Position identification records —
★ ★ ★ ★

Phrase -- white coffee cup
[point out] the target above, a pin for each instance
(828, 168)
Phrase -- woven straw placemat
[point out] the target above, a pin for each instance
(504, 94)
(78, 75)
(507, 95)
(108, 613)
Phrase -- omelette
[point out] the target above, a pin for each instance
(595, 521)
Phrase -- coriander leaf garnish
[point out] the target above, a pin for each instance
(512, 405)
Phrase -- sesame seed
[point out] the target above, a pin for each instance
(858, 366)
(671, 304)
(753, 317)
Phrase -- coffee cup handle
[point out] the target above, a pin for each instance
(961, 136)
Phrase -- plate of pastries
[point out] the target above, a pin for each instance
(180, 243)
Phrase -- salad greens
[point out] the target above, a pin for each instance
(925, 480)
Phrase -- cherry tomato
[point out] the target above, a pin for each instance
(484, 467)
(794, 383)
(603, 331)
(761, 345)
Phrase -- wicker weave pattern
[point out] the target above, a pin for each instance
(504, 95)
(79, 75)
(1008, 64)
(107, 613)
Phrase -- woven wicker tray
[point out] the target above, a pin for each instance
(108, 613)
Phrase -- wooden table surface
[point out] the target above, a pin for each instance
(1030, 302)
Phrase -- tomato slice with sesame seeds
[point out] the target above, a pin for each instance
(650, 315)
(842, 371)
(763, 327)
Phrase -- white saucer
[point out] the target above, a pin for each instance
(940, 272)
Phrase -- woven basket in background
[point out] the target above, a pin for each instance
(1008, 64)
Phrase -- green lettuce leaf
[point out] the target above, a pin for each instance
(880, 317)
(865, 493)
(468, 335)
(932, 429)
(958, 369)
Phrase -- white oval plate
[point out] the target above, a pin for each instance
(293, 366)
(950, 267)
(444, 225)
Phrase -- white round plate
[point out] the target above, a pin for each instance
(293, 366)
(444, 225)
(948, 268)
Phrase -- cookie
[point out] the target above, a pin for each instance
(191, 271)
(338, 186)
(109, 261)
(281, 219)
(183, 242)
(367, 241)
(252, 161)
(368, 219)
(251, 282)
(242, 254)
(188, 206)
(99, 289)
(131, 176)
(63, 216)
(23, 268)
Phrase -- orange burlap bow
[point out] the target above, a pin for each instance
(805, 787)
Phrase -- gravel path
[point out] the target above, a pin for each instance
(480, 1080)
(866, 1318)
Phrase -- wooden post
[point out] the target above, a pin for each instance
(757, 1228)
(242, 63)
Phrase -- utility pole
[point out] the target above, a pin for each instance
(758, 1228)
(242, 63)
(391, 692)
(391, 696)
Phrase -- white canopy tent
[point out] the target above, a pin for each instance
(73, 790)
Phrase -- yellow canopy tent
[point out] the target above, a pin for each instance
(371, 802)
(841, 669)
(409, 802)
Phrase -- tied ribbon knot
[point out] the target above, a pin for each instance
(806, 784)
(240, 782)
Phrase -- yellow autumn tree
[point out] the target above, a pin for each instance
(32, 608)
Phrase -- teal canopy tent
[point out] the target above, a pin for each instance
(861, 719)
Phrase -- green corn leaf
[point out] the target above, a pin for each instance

★ ★ ★ ★

Repeat the items from the line containing "Phrase -- plate of pastries" through the line containing "(1030, 302)", swapping "wicker" for "rattan" and keeping everything else the same.

Phrase -- plate of pastries
[point out] the target above, a pin for each instance
(180, 243)
Phrase -- salad greens
[point out] the target above, a pin for each instance
(925, 480)
Phrase -- cherry tomato
[point out] the target above, a pin for each instance
(484, 467)
(794, 383)
(603, 331)
(761, 345)
Phrase -- rattan weave pattern
[point out] the target above, a pin for each instance
(504, 95)
(79, 75)
(1008, 64)
(107, 613)
Phrase -- woven rattan tray
[point out] the target above, a pin for each instance
(108, 613)
Phrase -- wooden table surface
[point out] the target above, a pin for each instance
(1030, 302)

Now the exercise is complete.